### SOURCE DATA:
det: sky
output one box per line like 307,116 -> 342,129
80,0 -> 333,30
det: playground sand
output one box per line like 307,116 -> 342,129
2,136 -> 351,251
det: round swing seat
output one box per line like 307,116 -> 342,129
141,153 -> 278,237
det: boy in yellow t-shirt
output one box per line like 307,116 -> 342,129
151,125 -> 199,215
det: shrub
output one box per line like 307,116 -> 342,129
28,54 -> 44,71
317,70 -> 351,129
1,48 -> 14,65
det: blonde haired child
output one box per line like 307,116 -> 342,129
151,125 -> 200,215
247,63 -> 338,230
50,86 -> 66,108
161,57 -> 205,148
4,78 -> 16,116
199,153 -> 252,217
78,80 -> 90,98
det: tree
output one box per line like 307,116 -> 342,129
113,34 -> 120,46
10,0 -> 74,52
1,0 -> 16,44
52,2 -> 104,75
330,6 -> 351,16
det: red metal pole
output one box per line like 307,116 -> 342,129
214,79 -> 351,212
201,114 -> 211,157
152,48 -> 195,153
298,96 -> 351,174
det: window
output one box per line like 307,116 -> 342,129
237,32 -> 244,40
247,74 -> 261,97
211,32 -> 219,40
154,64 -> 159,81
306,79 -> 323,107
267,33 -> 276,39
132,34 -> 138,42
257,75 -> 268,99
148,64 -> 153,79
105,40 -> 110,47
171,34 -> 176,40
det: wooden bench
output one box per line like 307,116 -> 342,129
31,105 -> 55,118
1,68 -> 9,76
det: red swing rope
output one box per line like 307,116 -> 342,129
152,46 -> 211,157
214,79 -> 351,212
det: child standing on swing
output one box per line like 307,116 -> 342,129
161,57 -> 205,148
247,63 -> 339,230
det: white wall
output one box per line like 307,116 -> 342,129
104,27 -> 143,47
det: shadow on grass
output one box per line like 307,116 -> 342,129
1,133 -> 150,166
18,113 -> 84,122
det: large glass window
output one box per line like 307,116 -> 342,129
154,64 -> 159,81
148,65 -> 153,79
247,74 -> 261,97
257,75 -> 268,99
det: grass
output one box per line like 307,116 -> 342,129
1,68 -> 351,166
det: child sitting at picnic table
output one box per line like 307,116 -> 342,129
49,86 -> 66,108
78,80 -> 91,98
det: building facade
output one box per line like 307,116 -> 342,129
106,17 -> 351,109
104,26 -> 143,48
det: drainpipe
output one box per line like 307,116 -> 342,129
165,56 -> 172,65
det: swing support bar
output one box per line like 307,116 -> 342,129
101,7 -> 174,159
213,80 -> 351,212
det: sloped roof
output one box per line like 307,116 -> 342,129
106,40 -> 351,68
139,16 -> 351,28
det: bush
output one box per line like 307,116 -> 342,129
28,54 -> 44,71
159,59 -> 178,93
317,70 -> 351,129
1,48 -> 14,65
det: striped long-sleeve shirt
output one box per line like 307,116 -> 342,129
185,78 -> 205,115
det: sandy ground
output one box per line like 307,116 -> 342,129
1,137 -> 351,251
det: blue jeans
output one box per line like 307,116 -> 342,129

### EXERCISE INSTRUCTIONS:
Repeat the listing in full, keeping every line exactly as it is.

### ANSWER TO THIS PROBLEM:
det: sky
output one box per line like 307,116 -> 342,129
80,0 -> 333,30
det: playground sand
output one box per line like 307,116 -> 342,129
2,136 -> 351,251
det: round swing seat
output one box per line like 307,116 -> 342,129
141,153 -> 278,237
det: boy in yellow t-shirt
output one box per line like 307,116 -> 342,129
151,125 -> 199,215
det: shrub
output one box per line like 307,116 -> 342,129
28,54 -> 44,71
317,70 -> 351,129
1,48 -> 14,65
det: blonde haired child
output one box per line like 307,116 -> 342,129
151,125 -> 200,215
247,63 -> 338,230
50,86 -> 66,108
161,57 -> 205,148
4,78 -> 16,116
199,153 -> 252,217
78,80 -> 90,98
det: tree
output one box per line like 307,116 -> 342,129
113,34 -> 120,46
10,0 -> 74,52
1,0 -> 16,44
52,2 -> 104,75
330,6 -> 351,16
det: red metal pole
output one box per line like 307,116 -> 342,129
214,79 -> 351,212
201,114 -> 211,157
152,48 -> 195,153
298,96 -> 351,174
det: window
output one box per line like 307,116 -> 342,129
237,32 -> 244,40
247,74 -> 261,97
211,32 -> 219,40
154,64 -> 159,81
306,79 -> 323,107
267,33 -> 276,39
132,34 -> 138,42
257,75 -> 268,99
148,64 -> 153,79
105,40 -> 110,47
171,34 -> 176,40
det: wooden bench
output one box per line like 307,116 -> 342,129
31,105 -> 55,118
1,68 -> 9,76
det: red swing rope
output one box per line like 307,116 -> 342,129
152,46 -> 211,157
214,79 -> 351,212
det: child standing on swing
output one box per line like 307,116 -> 342,129
161,57 -> 205,148
247,63 -> 339,230
det: white wall
output one box per line like 307,116 -> 342,129
104,27 -> 143,47
det: shadow on grass
output one box per line like 307,116 -> 342,129
1,133 -> 150,166
18,113 -> 84,122
det: large glass window
output one box per line like 307,116 -> 342,129
154,64 -> 159,81
148,65 -> 153,79
247,74 -> 261,97
257,75 -> 268,99
det: grass
output one box per line like 307,116 -> 342,129
1,68 -> 351,166
det: child sitting at picnic table
output one box per line like 307,116 -> 342,129
49,86 -> 66,108
78,80 -> 91,98
det: building facade
output one box per line like 307,116 -> 342,129
106,17 -> 351,109
104,26 -> 143,48
det: drainpipe
output one box per line like 307,116 -> 342,129
165,56 -> 172,65
det: swing support bar
output one box per line like 307,116 -> 342,129
101,7 -> 174,159
213,80 -> 351,212
det: sloped roof
output one box per line like 307,116 -> 342,129
106,40 -> 351,68
139,16 -> 351,28
det: bush
output one box per line like 307,116 -> 342,129
28,54 -> 44,71
159,59 -> 178,93
317,70 -> 351,129
1,48 -> 14,65
det: striped long-sleeve shirt
output one box per line like 307,116 -> 342,129
185,78 -> 205,115
det: sandy ground
output one box per line like 307,116 -> 342,129
1,137 -> 351,251
det: blue jeans
output one box per line like 307,116 -> 342,129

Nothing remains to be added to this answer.